**Saved entries:**
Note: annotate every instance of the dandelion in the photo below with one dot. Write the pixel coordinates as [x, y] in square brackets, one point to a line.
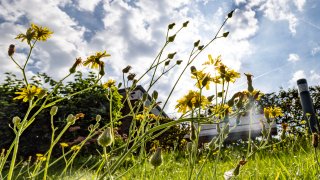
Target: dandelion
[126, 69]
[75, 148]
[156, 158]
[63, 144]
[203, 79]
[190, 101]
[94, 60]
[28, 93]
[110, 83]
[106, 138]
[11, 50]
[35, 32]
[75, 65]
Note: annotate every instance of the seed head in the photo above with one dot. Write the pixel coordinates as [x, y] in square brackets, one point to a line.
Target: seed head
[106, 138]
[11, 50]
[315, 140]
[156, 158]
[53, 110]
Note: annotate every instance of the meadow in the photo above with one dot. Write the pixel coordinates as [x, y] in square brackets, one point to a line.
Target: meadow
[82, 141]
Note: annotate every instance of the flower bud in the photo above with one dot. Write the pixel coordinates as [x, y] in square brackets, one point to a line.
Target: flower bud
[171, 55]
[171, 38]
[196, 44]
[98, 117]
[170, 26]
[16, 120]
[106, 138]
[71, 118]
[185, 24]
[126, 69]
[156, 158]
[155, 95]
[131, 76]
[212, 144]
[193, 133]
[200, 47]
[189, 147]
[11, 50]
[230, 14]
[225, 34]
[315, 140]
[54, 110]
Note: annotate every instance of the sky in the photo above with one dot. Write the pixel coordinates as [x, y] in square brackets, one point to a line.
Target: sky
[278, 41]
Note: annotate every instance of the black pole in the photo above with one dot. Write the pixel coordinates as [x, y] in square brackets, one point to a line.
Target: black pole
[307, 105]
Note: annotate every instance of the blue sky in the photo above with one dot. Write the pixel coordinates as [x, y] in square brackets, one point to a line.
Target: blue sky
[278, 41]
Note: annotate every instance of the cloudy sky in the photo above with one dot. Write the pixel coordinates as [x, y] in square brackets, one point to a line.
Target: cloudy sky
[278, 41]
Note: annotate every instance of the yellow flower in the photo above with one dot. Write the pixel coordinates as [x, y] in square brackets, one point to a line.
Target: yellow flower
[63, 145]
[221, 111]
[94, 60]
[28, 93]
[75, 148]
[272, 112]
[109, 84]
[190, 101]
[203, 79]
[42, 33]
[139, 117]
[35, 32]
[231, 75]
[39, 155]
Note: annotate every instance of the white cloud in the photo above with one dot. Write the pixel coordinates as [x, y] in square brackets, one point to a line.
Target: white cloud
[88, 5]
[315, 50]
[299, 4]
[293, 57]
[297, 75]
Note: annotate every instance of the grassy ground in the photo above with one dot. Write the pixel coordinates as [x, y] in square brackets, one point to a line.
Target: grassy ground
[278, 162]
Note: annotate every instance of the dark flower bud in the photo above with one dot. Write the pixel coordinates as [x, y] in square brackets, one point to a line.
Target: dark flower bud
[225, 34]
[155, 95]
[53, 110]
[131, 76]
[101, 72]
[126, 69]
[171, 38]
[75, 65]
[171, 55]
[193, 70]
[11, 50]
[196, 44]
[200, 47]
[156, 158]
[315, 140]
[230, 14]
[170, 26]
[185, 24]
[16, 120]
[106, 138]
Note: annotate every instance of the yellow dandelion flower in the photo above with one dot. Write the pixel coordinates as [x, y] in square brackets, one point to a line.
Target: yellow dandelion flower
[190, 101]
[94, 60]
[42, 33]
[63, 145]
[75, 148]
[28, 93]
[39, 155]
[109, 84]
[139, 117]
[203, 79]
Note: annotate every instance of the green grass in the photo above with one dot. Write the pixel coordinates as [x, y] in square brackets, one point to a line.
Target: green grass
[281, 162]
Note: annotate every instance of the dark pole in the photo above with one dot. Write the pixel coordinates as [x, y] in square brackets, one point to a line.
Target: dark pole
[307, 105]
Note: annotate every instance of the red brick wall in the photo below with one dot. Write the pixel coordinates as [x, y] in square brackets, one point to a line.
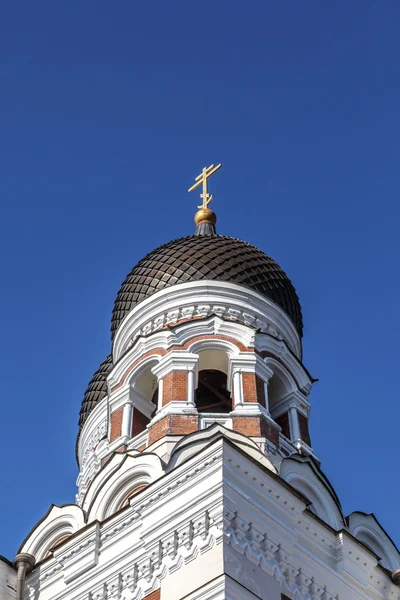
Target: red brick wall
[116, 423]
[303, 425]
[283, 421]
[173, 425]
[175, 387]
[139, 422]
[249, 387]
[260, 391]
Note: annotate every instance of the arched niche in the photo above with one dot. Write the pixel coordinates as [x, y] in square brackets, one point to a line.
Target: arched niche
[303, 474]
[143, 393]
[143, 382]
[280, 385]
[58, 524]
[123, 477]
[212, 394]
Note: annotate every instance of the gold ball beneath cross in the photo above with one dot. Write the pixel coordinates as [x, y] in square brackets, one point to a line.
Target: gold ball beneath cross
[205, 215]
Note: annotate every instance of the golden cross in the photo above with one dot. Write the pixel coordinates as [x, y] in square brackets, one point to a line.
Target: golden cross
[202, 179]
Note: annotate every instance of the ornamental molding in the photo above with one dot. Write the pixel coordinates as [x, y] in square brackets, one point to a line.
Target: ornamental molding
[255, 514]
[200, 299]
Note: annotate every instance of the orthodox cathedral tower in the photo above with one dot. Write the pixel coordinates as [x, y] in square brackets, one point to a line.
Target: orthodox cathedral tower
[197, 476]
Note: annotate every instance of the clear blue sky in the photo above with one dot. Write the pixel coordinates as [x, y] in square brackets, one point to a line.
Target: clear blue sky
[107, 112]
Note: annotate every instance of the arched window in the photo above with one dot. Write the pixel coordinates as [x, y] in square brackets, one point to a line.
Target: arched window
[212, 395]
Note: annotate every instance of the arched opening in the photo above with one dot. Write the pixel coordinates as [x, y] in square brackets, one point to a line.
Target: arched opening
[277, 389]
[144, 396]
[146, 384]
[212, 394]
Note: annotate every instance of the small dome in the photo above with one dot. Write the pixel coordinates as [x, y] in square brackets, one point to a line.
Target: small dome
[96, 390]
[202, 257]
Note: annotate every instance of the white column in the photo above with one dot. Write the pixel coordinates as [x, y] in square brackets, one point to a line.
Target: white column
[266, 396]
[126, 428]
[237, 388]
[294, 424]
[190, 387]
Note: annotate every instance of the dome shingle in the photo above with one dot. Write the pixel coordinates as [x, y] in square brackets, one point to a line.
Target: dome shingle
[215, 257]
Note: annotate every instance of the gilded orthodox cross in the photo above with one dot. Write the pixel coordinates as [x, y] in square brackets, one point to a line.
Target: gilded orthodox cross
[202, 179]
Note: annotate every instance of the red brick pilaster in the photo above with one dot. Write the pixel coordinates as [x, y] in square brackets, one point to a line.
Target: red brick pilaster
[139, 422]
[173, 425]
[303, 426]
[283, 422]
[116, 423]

**TO DO:** Retype the records exactly. Any image in them should not appear in what you write.

**RESPONSE TO THE EXERCISE:**
Note: annotate every instance of the dandelion in the photo below with one dot. Write the pixel coordinates as [x, y] in square brackets, one point to a line.
Target: dandelion
[126, 69]
[75, 148]
[156, 158]
[63, 144]
[203, 79]
[190, 101]
[94, 60]
[28, 93]
[110, 83]
[106, 138]
[11, 50]
[35, 32]
[75, 65]
Note: annotate every instance of the seed head in the photo above with one dot. Write the pixel coordinates as [x, y] in square brackets, one point to a line.
Target: seed head
[106, 138]
[11, 50]
[315, 140]
[156, 158]
[53, 110]
Note: annotate every instance of the meadow in the photo above with one dot. Write the pixel coordinates as [x, y] in square brackets, one point to a line.
Target: meadow
[82, 141]
Note: annotate every instance of the flower bud in the photo above with one dot. Write the pixel coordinates as [x, y] in square brackets, one point to a line.
Target: flower bud
[171, 55]
[171, 38]
[196, 44]
[98, 117]
[170, 26]
[16, 120]
[106, 138]
[71, 118]
[185, 24]
[126, 69]
[156, 158]
[155, 95]
[131, 76]
[212, 144]
[193, 133]
[200, 47]
[189, 147]
[11, 50]
[230, 14]
[225, 34]
[315, 140]
[54, 110]
Note: annotate every instance of the sky in the photo above with one dot. Write the pixel coordinates as [x, y] in square brackets, one point to a line.
Target: sky
[278, 41]
Note: annotate every instance of the black pole in the photo above with one dot. Write the pixel coordinates as [x, y] in square brackets, one point to a line.
Target: black pole
[307, 105]
Note: annotate every instance of the blue sky in the photo above with one dot. Write the pixel coordinates as [x, y] in square brackets, one point to a line.
Target: blue sky
[278, 41]
Note: annotate every instance of the cloudy sky in the photo above with one dot. Write the pixel coordinates as [x, y] in square brackets, one point to a line.
Target: cloudy sky
[278, 41]
Note: annotate every instance of the yellow flower in the photo above with one dot. Write the pixel coordinates as [x, y] in square brackets, one point to a line.
Target: yellow flower
[63, 145]
[221, 111]
[94, 60]
[28, 93]
[75, 148]
[272, 112]
[109, 84]
[190, 101]
[203, 79]
[42, 33]
[139, 117]
[35, 32]
[231, 75]
[39, 155]
Note: annotate every instance of the white cloud in the photo above with one dot. Write the pixel coordinates as [x, y] in square brackets, one point to a line.
Target: white cloud
[88, 5]
[315, 50]
[299, 4]
[293, 57]
[297, 75]
Note: annotate every instance of the grassy ground in the photo above with one dot. Write the pixel coordinates as [x, y] in square brackets, one point to a line.
Target: grassy ground
[278, 162]
Note: annotate every instance of the dark flower bud in the photo above with one dot. Write the pixel coordinates as [x, y] in square brackets, one point to a line.
Target: dark flower bud
[225, 34]
[155, 95]
[53, 110]
[131, 76]
[101, 72]
[126, 69]
[171, 38]
[75, 65]
[171, 55]
[193, 70]
[11, 50]
[196, 44]
[200, 47]
[156, 158]
[315, 140]
[230, 14]
[170, 26]
[185, 24]
[16, 120]
[106, 138]
Note: annotate every instance of the yellow dandelion flower in the photo above with one dot. Write the pixel coordinates as [x, y] in square brackets, one point to a line.
Target: yellow dandelion flower
[190, 101]
[94, 60]
[42, 33]
[63, 145]
[75, 148]
[28, 93]
[39, 155]
[109, 84]
[139, 117]
[203, 79]
Note: annotate every instance of the green grass in the photo above with one dot. Write the pixel coordinates as [x, y] in square brackets, one point to a line.
Target: green grass
[281, 162]
Note: annotate every instance of the dark pole in the photo above with one dot. Write the pixel coordinates as [x, y] in square brackets, one point to a line.
Target: dark pole
[307, 105]
Note: annotate every instance of the red brick wall in the photo below with one dot. Write the pixel coordinates as [x, y] in square brackets, one point to a line.
Target: red brick wall
[116, 423]
[303, 425]
[283, 421]
[173, 425]
[175, 387]
[139, 422]
[249, 387]
[260, 391]
Note: annotate every instance of the arched niche in the photo above with one dot. Write the pixel coordinates as [x, y] in square brackets, one point to a line.
Target: arched niche
[303, 474]
[143, 393]
[143, 382]
[280, 385]
[58, 524]
[123, 477]
[212, 394]
Note: annotate every instance of the gold ball beneath cross in the photo above with one dot. Write the pixel coordinates as [x, y] in square brackets, one point to a line.
Target: gold ball beneath cross
[205, 215]
Note: annotate every instance of the golden cross in the photo above with one dot. Write the pixel coordinates as [x, y] in square brackets, one point to a line.
Target: golden cross
[202, 179]
Note: annotate every instance of the ornamental molding in the photo above with one dot. Write the pixel coordinates as [x, y] in square brackets, one point to a line.
Target: ornamental molding
[255, 514]
[200, 299]
Note: annotate every instance of the orthodox cathedral tower in the photo above with one dot. Write the pixel coordinates as [x, y] in square brackets, one point to a line.
Target: orthodox cathedral tower
[197, 476]
Note: annotate every instance of the clear blue sky in the photo above with one dot. Write the pixel coordinates as [x, y] in square brackets, one point to a line.
Target: clear blue sky
[107, 112]
Note: annotate every instance of the arched window in the photo above with one dot. Write the pixel coordinates as [x, y] in square brackets, one point to a line.
Target: arched window
[212, 395]
Note: annotate every instance of the arched opening in the photo above with one dot. Write the pixel coordinates as [x, y] in square brackets, one point to a line.
Target: arched opening
[277, 389]
[144, 396]
[146, 384]
[212, 394]
Note: annotate every instance of the small dome in the photo above with one dot. Write the pixel coordinates as [x, y] in square brackets, one point to a line.
Target: small dome
[96, 390]
[202, 257]
Note: annotate every instance of the white column in the photo above with one dot. Write the pixel coordinates as [x, y] in square brackets, one point to a line.
Target: white column
[266, 396]
[126, 428]
[237, 388]
[294, 424]
[190, 387]
Note: annotate every instance of the dome shingle in the photo above with one dot. Write the pixel coordinates as [x, y] in square brackets, one point to a line.
Target: dome shingle
[215, 257]
Note: annotate every instance of the gilded orthodox cross in the photo above with one dot. Write the pixel coordinates as [x, y] in square brackets, one point to a line.
Target: gilded orthodox cross
[202, 179]
Note: annotate every instance of the red brick pilaster in the photo above with one dot. Write the pixel coordinates as [x, y] in square brackets, one point to a line.
Target: red brick pilaster
[139, 422]
[173, 425]
[303, 426]
[283, 422]
[116, 423]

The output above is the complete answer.